> Exercise text
Before explaining my disappointment with Biss’ account, I would like to evoke one of my own personal memories of Fleisher. It involves a Piano Master Class that he gave at the San Francisco Conservatory of Music (SFCM) in October of 2008. As might be guessed, Fleisher had acute perception through which he could call a student’s attention to the most subtle of details. However, on this particular occasion, his insights regarding “micro-level” details were complemented with the need to take on the “macro-level.” He asked one of the students to look at the wall of the performing space beyond the piano. He then asked the student to imagine that the wall on the side of the performing space was covered with all the pages of the sheet music. (As I recall, he made a joke about not trying this with a Wagner opera.)
Clearly, this thought-experiment had to contend with unrealistic powers of visual acuity. Nevertheless, this was Fleisher’s way of reminding the student that, no matter how much attention is given to every last detail, one must always have one’s own clear thoughts about how each of those details contributes to the whole. Biss’ Beethoven performance last night never seemed to grasp that sense of the whole. He had clearly mastered the details with impressive precision; but the relations of parts to the whole were hopelessly obscured, if they existed at all. This observation was particularly critical, since Fleisher’s own account of “L.H.” left a deep impression on the macro-level that exquisitely complemented all of the rich micro-level embellishing passages (all this taking place, I must repeat, in the absence of any strong tonal center). Biss’ own account of Kirchner, “Interlude II,” was somewhat more satisfying; but the piece itself was on a much shorter durational scale.

Saved entries
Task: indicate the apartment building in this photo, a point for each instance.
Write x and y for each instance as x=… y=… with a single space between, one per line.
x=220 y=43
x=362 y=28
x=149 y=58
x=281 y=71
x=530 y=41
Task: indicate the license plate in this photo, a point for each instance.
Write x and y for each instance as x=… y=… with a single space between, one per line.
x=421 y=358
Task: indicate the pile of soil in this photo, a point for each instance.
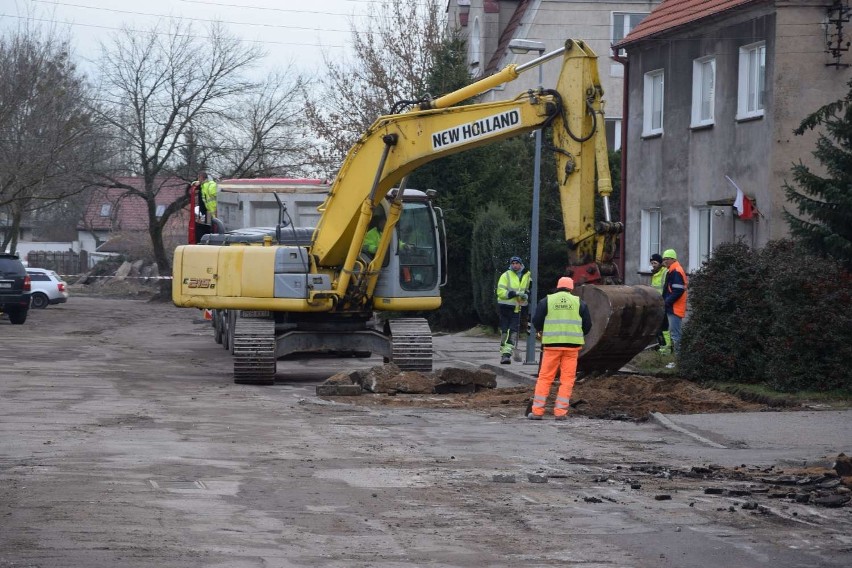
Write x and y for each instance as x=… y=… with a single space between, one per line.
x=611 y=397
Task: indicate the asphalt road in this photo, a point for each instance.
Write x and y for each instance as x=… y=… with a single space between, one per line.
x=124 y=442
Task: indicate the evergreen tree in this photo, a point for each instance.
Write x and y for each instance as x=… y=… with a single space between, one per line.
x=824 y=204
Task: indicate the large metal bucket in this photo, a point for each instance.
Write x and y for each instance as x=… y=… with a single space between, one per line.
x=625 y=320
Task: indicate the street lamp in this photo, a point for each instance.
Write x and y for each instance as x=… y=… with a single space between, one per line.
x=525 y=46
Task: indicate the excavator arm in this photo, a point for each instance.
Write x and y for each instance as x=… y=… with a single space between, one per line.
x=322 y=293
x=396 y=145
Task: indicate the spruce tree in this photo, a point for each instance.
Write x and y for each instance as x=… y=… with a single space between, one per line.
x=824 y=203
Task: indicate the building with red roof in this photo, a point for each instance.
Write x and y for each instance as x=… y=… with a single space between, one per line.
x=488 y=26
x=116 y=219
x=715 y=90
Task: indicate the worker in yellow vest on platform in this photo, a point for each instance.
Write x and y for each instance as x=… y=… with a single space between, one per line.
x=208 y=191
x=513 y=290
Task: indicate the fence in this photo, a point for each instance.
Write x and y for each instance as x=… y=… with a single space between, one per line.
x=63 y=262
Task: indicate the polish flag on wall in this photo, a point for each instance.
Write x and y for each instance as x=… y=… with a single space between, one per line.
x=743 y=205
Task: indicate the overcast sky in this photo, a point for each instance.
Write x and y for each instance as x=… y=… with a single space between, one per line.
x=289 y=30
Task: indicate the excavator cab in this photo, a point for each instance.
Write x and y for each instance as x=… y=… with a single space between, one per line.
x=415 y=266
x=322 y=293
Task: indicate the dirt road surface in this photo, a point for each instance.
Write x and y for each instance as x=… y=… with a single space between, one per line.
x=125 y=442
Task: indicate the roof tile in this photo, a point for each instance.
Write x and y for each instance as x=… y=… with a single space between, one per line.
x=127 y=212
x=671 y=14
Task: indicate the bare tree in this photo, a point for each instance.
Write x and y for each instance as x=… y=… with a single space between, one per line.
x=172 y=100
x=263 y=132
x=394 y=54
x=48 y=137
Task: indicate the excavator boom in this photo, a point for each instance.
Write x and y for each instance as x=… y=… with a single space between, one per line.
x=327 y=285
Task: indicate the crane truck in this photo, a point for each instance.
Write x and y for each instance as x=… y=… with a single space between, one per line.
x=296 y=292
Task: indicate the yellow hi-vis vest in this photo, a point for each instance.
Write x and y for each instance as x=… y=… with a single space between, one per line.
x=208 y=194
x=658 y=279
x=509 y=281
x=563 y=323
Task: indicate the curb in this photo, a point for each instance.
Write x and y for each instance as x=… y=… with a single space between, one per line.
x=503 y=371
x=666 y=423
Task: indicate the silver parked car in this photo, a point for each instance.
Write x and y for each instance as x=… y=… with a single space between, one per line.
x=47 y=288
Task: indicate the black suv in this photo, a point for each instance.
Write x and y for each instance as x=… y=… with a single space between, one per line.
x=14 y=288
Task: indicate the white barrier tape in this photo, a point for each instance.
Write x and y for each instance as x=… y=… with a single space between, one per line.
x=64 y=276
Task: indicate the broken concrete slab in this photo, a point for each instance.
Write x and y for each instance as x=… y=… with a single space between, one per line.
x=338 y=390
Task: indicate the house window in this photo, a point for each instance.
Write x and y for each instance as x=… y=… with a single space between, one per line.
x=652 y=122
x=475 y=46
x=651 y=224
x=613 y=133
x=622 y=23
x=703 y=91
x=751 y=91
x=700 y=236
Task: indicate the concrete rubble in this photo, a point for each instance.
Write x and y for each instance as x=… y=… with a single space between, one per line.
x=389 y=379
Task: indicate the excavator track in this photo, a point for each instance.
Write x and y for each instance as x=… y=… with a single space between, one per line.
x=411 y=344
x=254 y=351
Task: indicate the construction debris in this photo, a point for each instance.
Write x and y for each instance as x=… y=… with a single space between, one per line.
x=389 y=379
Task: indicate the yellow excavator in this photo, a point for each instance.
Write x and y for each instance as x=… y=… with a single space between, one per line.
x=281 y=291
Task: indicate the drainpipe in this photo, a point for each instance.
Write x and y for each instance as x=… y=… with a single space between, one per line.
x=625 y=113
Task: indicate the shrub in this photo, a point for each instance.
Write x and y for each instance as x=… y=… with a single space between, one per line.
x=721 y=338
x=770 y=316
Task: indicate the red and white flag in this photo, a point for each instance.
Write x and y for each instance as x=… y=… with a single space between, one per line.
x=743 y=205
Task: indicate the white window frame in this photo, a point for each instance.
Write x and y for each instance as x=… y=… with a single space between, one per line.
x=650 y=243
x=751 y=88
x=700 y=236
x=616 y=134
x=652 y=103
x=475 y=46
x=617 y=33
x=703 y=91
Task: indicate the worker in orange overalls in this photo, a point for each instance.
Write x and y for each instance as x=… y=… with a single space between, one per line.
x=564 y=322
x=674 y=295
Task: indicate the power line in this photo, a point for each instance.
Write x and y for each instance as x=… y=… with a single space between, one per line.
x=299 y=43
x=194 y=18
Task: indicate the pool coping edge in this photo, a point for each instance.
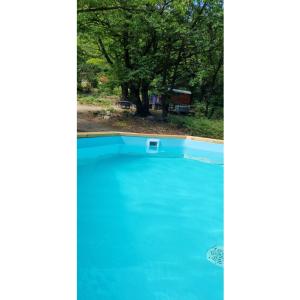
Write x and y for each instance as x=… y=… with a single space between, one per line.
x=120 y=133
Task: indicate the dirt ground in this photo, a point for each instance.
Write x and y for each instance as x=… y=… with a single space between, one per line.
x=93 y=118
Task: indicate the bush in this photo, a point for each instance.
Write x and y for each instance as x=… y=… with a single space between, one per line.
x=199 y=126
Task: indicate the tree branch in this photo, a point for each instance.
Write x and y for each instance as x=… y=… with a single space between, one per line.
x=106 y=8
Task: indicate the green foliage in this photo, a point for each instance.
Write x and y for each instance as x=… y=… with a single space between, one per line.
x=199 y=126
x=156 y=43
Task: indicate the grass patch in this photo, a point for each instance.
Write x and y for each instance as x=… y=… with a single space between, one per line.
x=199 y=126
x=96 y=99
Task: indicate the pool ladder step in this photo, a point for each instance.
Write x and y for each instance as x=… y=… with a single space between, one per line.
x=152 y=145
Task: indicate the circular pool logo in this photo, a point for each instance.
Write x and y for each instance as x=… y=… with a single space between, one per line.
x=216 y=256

--

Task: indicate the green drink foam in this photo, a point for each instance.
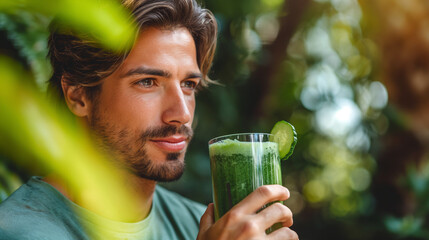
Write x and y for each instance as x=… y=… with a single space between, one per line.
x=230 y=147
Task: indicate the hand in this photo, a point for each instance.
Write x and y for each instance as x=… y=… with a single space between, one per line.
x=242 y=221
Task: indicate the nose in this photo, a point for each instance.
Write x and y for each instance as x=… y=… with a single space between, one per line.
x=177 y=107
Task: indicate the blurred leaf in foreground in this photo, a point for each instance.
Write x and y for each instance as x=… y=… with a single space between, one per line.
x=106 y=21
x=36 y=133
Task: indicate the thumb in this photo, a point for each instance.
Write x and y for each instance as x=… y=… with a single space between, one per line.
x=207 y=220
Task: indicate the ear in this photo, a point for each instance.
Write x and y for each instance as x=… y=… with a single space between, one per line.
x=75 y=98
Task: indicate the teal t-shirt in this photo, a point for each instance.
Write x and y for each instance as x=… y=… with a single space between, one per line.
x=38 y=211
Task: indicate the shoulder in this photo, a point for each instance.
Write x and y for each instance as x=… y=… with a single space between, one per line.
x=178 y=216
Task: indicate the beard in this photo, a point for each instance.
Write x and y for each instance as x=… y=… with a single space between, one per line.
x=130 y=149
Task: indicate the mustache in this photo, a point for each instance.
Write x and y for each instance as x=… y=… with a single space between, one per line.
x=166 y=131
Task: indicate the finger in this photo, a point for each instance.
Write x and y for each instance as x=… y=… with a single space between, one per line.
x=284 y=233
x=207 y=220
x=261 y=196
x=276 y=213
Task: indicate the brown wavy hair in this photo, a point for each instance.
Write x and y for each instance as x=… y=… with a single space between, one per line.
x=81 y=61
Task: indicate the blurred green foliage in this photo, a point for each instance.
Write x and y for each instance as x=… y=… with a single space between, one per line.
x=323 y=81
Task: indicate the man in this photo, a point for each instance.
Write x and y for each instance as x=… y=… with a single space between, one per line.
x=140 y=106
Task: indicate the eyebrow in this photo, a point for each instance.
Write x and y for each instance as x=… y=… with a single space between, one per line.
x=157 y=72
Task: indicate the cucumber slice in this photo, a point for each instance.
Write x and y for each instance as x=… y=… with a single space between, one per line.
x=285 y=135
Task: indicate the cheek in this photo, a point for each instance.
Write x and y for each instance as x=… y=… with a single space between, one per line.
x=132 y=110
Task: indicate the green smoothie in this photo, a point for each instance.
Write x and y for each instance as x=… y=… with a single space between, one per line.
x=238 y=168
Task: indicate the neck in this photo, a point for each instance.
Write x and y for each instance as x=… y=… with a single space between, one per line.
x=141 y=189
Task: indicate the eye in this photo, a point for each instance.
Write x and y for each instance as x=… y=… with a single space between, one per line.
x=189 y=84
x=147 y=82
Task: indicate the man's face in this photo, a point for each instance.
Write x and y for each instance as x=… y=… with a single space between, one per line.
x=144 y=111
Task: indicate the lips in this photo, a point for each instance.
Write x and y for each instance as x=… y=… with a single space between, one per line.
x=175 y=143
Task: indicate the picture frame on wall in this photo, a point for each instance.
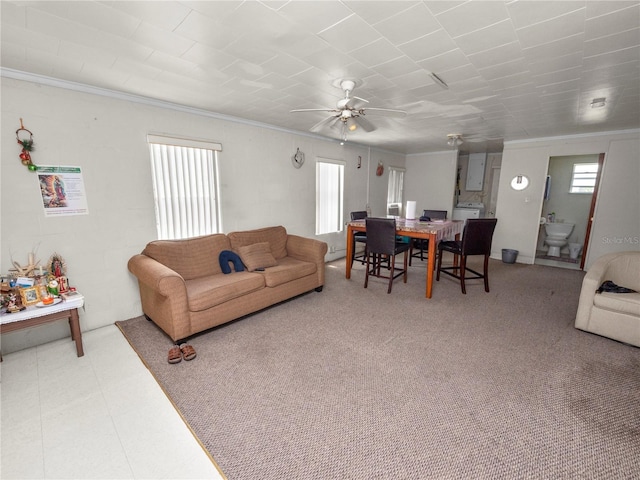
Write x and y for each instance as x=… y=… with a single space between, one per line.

* * *

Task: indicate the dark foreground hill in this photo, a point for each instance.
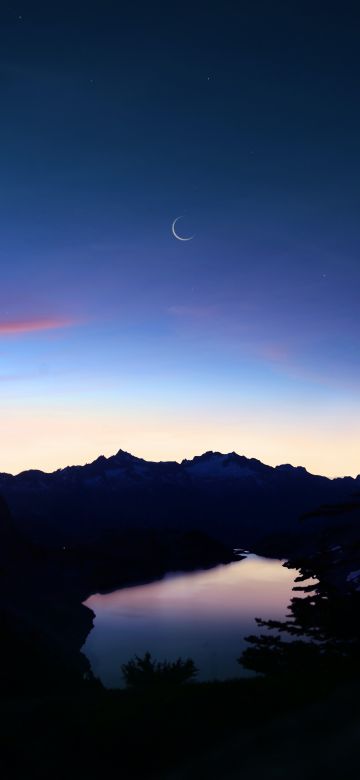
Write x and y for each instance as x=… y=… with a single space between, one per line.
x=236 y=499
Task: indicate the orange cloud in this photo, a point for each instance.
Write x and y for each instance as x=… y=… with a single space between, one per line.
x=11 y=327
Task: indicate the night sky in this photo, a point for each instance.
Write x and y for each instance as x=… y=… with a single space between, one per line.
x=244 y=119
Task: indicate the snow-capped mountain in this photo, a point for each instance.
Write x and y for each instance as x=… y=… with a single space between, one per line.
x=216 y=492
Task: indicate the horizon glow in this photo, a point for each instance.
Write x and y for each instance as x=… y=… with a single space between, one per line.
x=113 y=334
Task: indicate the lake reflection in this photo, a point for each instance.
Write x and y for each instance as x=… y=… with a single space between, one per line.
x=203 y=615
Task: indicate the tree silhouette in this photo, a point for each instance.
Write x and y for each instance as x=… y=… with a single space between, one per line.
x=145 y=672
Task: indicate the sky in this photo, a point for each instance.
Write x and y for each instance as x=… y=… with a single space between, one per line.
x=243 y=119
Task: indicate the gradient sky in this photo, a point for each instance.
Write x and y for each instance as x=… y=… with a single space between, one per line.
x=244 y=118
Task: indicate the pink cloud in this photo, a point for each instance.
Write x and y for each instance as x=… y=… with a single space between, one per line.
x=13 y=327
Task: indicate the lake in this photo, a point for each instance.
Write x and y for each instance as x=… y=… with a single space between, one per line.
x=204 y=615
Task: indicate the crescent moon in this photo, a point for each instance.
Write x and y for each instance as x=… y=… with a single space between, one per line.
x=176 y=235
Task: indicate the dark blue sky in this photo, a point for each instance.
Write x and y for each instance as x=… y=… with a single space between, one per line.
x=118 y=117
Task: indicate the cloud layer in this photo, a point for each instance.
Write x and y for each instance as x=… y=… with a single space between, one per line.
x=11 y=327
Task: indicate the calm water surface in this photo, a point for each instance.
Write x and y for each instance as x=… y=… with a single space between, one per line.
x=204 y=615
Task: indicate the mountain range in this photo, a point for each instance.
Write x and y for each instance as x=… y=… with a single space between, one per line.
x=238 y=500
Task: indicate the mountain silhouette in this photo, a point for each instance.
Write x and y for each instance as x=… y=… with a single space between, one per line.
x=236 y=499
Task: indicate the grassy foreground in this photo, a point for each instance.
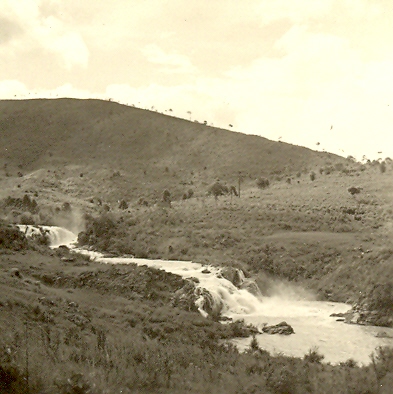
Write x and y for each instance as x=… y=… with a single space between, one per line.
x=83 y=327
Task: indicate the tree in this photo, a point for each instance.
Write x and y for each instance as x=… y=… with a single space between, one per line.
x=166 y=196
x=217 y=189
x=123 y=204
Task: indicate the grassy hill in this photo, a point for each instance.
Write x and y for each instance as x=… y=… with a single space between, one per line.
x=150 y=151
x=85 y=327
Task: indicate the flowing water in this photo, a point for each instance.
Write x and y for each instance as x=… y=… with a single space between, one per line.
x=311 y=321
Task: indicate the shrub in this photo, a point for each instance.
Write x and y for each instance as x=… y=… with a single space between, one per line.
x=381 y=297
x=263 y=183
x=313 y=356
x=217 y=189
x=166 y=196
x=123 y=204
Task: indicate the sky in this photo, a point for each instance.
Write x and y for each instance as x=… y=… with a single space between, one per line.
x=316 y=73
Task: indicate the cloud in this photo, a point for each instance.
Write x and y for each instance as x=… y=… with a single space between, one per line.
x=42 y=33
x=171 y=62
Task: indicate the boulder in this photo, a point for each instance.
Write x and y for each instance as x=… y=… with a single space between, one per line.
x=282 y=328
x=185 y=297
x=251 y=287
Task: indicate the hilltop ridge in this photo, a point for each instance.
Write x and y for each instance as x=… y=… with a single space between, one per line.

> Parts of the exercise
[1] List every person the concert review names by surname.
[2] Pick up the concert review comparing Biss and Fleisher after its last sentence and continue it for a paragraph.

> Results for the exercise
[1] Biss, Fleisher, Wagner, Beethoven, Kirchner

[2]
The program concluded with the concerto offering, Wolfgang Amadeus Mozart’s K. 414 in A major. As had been the case last month, when the Calidore String Quartet provided the “orchestral accompaniment” for Inon Barnatan’s performance of keyboard concertos by Bach, the spirit of a collegium musicum was alive and well in last night’s Mozart offering. These were performers that were clearly enjoying each other’s company in the process of appreciating what made this concerto tick, even in the absence of the requisite oboes and horn. (The bassoon parts were optional.) That appreciation then spilled off the stage and into the audience area, gently persuading the attentive listeners that, as had been the case with Fleisher’s coaching at SFCM, music always “works its magic” at both the “micro-level” and the “macro-level.”